(Extrait du document):
%%

Ainsi Trogue Pompée, et après lui Justin, en s’appuyant sur deux sources différentes, développent deux fois cette corruption d’Alexandre par le luxe perse, et le texte porte la trace de cette maladresse122. En effet, alors que le texte de Justin nous montre une insistance au livre 11 sur la nouveauté que constituent pour le roi les banquets somptueux (tunc primum luxuriosa conuiuia et magnificentiam epularum sectari 123), ces mêmes banquets paraissent au livre 12 encore une fois tout à fait nouveaux (his rebus ingentes epularum apparatus adicit, ne ieiuna et destructa luxuria uideretur, conuiuiumque iuxta regiam magnificentiam ludis exornat 124). On relève en outre l’usage du même vocabulaire du banquet (epularum et conuiuium dans chaque texte) et de la magnificence (luxuriosa et luxuria, magnificentiam par deux fois).

%%

(Données fournies):
%%

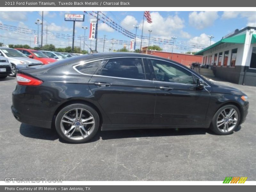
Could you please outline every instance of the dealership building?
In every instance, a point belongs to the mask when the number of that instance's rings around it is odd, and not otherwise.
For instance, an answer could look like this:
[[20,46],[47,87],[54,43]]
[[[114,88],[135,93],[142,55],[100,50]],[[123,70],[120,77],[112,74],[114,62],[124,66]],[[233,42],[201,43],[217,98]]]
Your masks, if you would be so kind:
[[203,64],[211,66],[215,76],[256,86],[256,27],[236,29],[195,54],[203,56]]

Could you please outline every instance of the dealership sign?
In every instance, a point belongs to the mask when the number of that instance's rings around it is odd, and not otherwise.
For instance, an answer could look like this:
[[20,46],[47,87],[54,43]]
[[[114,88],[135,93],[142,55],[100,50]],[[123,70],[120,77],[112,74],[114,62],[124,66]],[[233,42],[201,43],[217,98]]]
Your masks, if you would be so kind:
[[89,39],[94,39],[97,38],[96,36],[96,26],[97,25],[97,19],[91,20],[90,23],[90,33],[89,34]]
[[84,21],[84,15],[65,14],[65,20],[72,21]]
[[135,49],[135,40],[132,39],[131,41],[131,45],[130,46],[130,49],[131,51],[134,51]]

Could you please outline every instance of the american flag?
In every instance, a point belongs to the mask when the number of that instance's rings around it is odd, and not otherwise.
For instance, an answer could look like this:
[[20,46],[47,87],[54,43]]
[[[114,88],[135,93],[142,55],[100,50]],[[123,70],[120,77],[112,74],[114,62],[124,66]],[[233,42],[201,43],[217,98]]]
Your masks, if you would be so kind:
[[149,11],[144,12],[144,16],[147,19],[147,21],[148,23],[151,23],[152,22],[152,20],[151,19],[151,16],[150,16],[150,13]]

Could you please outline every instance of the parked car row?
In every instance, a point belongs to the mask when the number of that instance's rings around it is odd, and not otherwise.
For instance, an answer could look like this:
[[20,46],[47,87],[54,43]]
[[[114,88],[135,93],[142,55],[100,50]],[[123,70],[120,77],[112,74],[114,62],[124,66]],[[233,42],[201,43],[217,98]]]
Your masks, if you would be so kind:
[[5,78],[8,75],[16,76],[17,65],[47,64],[79,55],[80,54],[78,53],[0,47],[0,78]]

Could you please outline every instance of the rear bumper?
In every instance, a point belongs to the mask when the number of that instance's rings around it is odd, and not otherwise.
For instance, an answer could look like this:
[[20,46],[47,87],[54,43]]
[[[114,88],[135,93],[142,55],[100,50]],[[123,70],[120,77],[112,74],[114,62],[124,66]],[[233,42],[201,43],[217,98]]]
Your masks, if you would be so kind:
[[246,120],[246,117],[247,116],[247,114],[248,114],[248,109],[249,108],[249,102],[245,102],[242,108],[243,116],[240,121],[240,124],[242,124]]
[[12,112],[15,118],[17,120],[24,123],[36,127],[40,127],[44,128],[51,129],[52,127],[52,122],[47,121],[38,120],[24,116],[18,112],[13,106],[11,107]]

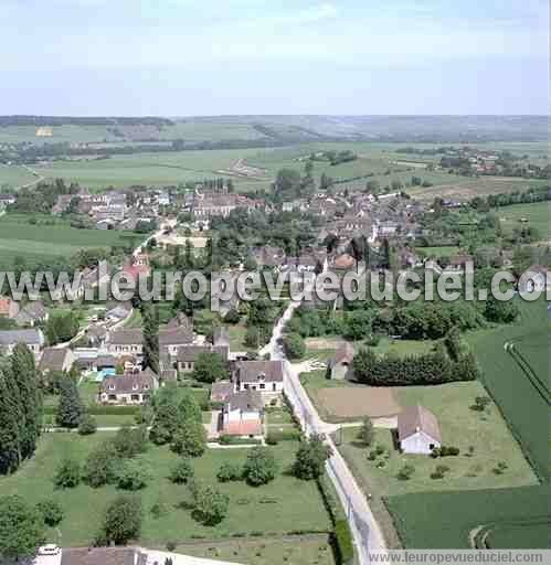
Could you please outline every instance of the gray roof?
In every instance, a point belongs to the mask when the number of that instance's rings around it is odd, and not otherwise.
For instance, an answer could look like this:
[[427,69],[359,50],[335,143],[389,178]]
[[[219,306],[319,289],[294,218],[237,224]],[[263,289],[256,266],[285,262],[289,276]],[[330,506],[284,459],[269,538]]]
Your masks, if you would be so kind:
[[236,376],[245,383],[264,381],[283,382],[282,361],[240,361],[236,363]]
[[0,345],[15,343],[40,344],[43,342],[39,330],[0,330]]
[[136,328],[131,330],[117,330],[109,335],[112,345],[136,345],[144,343],[144,330]]
[[230,394],[225,399],[224,412],[236,409],[242,412],[262,411],[262,408],[264,408],[262,394],[258,391],[248,390]]
[[423,406],[409,406],[398,415],[398,437],[402,441],[417,431],[424,431],[436,441],[442,441],[436,416]]

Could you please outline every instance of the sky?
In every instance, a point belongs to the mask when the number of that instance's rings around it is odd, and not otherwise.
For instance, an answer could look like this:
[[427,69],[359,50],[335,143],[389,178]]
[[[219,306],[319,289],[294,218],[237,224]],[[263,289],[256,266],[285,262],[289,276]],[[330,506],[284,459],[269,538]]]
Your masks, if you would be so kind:
[[549,0],[1,0],[0,115],[548,114]]

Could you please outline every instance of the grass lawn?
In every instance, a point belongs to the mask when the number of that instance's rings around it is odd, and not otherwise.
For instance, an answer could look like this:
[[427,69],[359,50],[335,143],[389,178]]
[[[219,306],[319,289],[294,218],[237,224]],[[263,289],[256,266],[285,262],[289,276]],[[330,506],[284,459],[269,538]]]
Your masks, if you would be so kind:
[[[497,540],[492,547],[545,548],[549,494],[549,486],[423,492],[391,497],[388,507],[407,548],[473,547],[476,532],[484,526],[495,529]],[[511,523],[516,527],[504,539],[501,527]]]
[[[441,426],[443,445],[458,447],[460,455],[438,459],[403,455],[394,447],[393,433],[377,428],[374,445],[381,444],[385,454],[375,461],[369,461],[367,456],[370,449],[357,443],[358,429],[345,429],[345,441],[340,449],[351,462],[354,472],[372,491],[382,495],[393,495],[417,491],[505,488],[537,483],[532,469],[498,408],[491,405],[485,415],[470,409],[475,397],[486,394],[480,383],[395,387],[395,392],[402,406],[421,404],[433,412]],[[469,446],[475,448],[470,457]],[[492,470],[499,461],[508,465],[502,475],[496,475]],[[377,466],[381,463],[383,467],[378,468]],[[415,467],[415,472],[411,479],[400,480],[396,475],[405,463]],[[444,479],[431,478],[437,465],[451,468]]]
[[177,552],[194,557],[246,563],[247,565],[333,565],[335,557],[327,536],[301,536],[296,540],[232,540],[181,545]]
[[531,204],[515,204],[496,210],[496,215],[501,222],[505,233],[511,233],[515,227],[520,227],[520,220],[528,220],[528,225],[536,227],[542,239],[548,239],[551,231],[549,225],[550,202],[533,202]]
[[[100,526],[106,505],[118,494],[117,489],[105,487],[95,490],[81,484],[72,490],[56,491],[52,477],[64,457],[71,456],[84,461],[89,450],[109,436],[107,433],[87,437],[76,434],[45,435],[32,460],[17,473],[0,478],[0,495],[19,493],[32,503],[45,498],[59,500],[65,510],[61,543],[67,546],[89,544]],[[193,460],[195,476],[216,484],[231,499],[227,518],[218,526],[210,527],[195,522],[191,512],[181,505],[189,500],[188,489],[172,484],[167,479],[178,456],[167,447],[151,446],[145,456],[152,480],[141,491],[144,525],[140,543],[163,545],[169,541],[220,539],[254,532],[286,534],[298,530],[329,531],[329,516],[316,484],[299,481],[287,472],[297,444],[283,441],[273,449],[279,462],[279,473],[272,483],[258,489],[243,482],[220,484],[215,478],[223,462],[244,462],[246,449],[211,449],[200,459]],[[150,512],[156,503],[166,508],[166,514],[158,519]],[[50,532],[50,536],[57,541],[54,532]]]

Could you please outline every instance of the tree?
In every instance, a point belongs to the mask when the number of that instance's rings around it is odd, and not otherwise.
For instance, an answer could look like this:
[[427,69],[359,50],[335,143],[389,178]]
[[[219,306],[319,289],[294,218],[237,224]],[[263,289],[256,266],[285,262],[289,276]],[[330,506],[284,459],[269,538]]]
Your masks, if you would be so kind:
[[205,525],[215,525],[227,515],[230,497],[209,484],[194,483],[191,489],[195,518]]
[[81,423],[83,413],[84,406],[76,383],[73,379],[66,376],[60,383],[60,402],[55,420],[59,426],[76,428]]
[[201,457],[206,449],[206,430],[201,422],[189,420],[179,429],[171,445],[172,451],[189,456]]
[[103,533],[107,542],[120,545],[136,540],[141,532],[141,500],[135,495],[120,495],[107,508]]
[[43,500],[36,504],[36,510],[40,512],[44,524],[50,527],[56,526],[63,520],[63,508],[56,500]]
[[373,423],[371,422],[371,418],[363,418],[360,431],[358,434],[358,438],[364,446],[369,447],[373,443],[374,437],[375,430],[373,427]]
[[95,434],[96,430],[96,418],[94,418],[94,416],[92,416],[91,414],[85,413],[82,416],[81,422],[78,423],[78,434],[81,434],[81,436],[89,436],[92,434]]
[[144,369],[159,373],[159,312],[150,302],[141,302],[144,327]]
[[275,479],[277,462],[267,447],[253,447],[243,467],[243,478],[252,487],[267,484]]
[[172,470],[170,471],[169,479],[176,484],[186,484],[193,479],[194,471],[189,459],[182,457]]
[[21,463],[22,409],[19,390],[8,360],[0,360],[0,473],[13,472]]
[[230,373],[227,366],[218,353],[199,353],[193,367],[192,377],[201,383],[215,383],[227,379]]
[[284,337],[283,344],[289,359],[301,359],[306,354],[306,344],[299,333],[288,333]]
[[94,448],[84,463],[83,478],[89,487],[97,489],[115,482],[120,456],[112,441],[104,441]]
[[11,369],[23,408],[21,452],[27,458],[34,454],[42,429],[42,397],[38,388],[34,355],[23,343],[13,348]]
[[0,556],[34,557],[44,542],[42,516],[17,494],[0,498]]
[[326,446],[318,435],[301,441],[293,466],[295,477],[307,481],[318,479],[324,475],[326,461],[330,456],[331,448]]
[[60,489],[73,489],[81,482],[81,463],[76,459],[66,458],[57,467],[54,484]]

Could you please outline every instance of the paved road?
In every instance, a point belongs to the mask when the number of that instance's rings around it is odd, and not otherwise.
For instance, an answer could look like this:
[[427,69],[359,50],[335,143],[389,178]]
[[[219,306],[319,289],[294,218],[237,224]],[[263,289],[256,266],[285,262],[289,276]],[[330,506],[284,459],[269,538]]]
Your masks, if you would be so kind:
[[307,434],[326,434],[326,441],[331,447],[333,454],[327,465],[328,475],[347,510],[360,565],[368,565],[370,563],[368,550],[370,552],[386,551],[386,544],[381,529],[375,521],[363,492],[358,487],[353,475],[329,436],[329,433],[333,430],[333,426],[326,424],[319,417],[318,412],[300,383],[296,370],[286,360],[285,353],[278,343],[285,323],[290,320],[294,310],[298,308],[298,306],[300,306],[300,302],[295,301],[289,303],[274,328],[269,343],[263,348],[259,353],[262,355],[269,354],[273,360],[284,361],[285,393],[293,405],[296,416],[300,419],[303,429]]

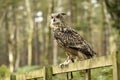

%%

(Travail demandé):
[A] Relevez, dans l'ordre, les mots latins que cite la phrase de l'extrait sur Alexandre commençant par « On relève en outre ».
[B] Reprenez l'extrait sur la corruption d'Alexandre par le luxe perse et poursuivez-le après sa dernière phrase.

(Résultats attendus):
[A] epularum, conuiuium, luxuriosa, luxuria, magnificentiam

[B]
Ces répétitions sont intéressantes en ce qu’elles sont elles aussi révélatrices du projet de Trogue Pompée : s’il a choisi de développer ce même aspect, emprunté à deux sources différentes, à deux moments différents, quitte à commettre une maladresse dans son écriture, c’est que cette donnée, la corruption des mœurs macédoniennes, lui paraissait fondamentale. Par ailleurs, alors même que la première source devait présenter l’adoption des coutumes perses avec un regard négatif, Clitarque, quant à lui, devait le faire avec son regard à tout le moins bienveillant : Trogue Pompée, par son travail sur le texte originel, a cependant su éviter la contradiction.

Deux autres problèmes

Le travail de Trogue Pompée sur ses sources a cependant pu l’amener à commettre précisément une contradiction à l’intérieur des livres 11 et 12.

Rappelons en premier lieu qu’au gré de son travail sur un grand nombre de sources, à l’échelle des Histoires philippiques, Trogue Pompée a pu laisser s’introduire des incohérences. Nous avons déjà cité celle qui concerne la mort de Callisthène et celle qui porte sur le nombre des meurtriers de Philippe. Justin n’est donc pas nécessairement à incriminer dans ce genre de maladresses.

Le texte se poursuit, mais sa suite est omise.